Return, from the material below, each line in which the word "Segment" is present.

#### The input:
----------------

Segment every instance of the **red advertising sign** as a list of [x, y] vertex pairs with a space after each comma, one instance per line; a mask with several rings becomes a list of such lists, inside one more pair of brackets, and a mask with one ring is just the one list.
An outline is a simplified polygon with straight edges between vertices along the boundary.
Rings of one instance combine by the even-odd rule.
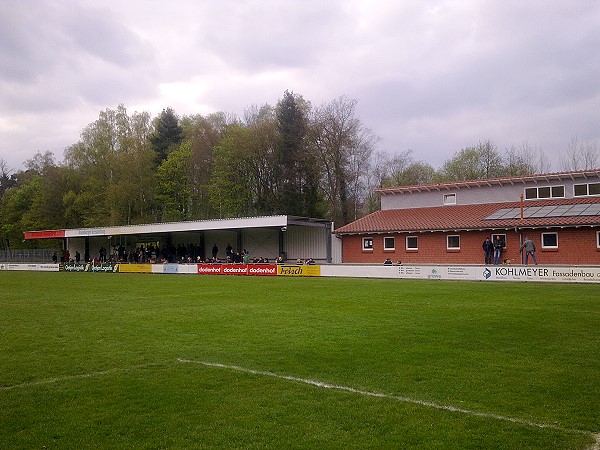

----------------

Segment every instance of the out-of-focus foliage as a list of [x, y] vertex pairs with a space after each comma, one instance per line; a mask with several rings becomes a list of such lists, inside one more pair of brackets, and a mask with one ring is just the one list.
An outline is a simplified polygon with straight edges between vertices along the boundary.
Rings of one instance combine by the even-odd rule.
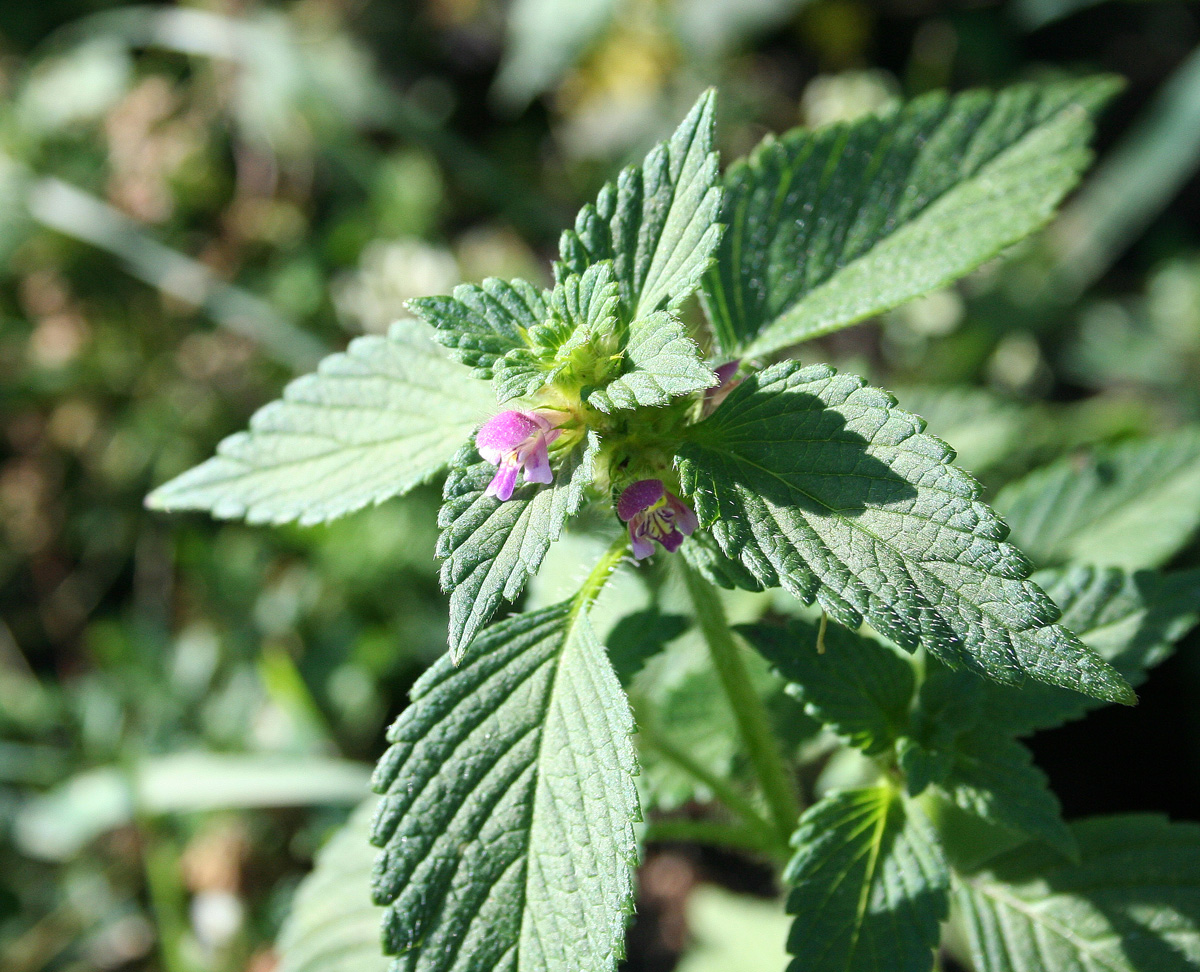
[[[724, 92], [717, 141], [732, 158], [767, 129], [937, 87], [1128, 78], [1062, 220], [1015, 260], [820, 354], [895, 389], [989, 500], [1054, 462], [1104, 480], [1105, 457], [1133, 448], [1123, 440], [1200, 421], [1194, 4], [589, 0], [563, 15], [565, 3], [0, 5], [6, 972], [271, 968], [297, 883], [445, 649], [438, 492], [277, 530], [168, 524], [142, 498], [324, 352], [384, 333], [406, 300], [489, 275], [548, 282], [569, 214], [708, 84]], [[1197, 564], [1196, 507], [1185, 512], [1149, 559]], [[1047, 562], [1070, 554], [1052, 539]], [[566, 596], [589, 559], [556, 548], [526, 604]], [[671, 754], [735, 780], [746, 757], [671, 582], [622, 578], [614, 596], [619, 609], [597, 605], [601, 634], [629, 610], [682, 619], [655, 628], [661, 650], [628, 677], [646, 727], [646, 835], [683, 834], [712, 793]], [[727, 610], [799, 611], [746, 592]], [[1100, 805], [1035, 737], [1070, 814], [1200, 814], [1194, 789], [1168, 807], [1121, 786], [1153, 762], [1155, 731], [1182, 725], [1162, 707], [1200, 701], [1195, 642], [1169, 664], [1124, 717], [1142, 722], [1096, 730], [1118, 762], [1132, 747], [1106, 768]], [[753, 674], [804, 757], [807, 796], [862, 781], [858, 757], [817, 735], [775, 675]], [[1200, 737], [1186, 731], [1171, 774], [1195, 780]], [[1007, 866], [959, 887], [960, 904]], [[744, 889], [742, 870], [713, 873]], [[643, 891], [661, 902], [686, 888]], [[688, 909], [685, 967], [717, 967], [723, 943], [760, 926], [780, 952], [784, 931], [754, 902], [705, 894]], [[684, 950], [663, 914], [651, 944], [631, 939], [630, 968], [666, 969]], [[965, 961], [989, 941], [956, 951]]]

----------------

#### Completed task:
Segment every instance of the **red advertising sign** as a list of [x, y] vertex pairs with a space after each comma, one instance per line; a mask with several rings becomes a list of such lists, inside one more pair of brackets, and a mask with one ring is just the one list.
Segment every instance of the out-of-focus foliage as a list of [x, y] vertex pairs with a space after each comma, one instance per line; a mask with several rings becomes a list of such lists, inside one more pair of brackets, and a mask with one ring is just the one list.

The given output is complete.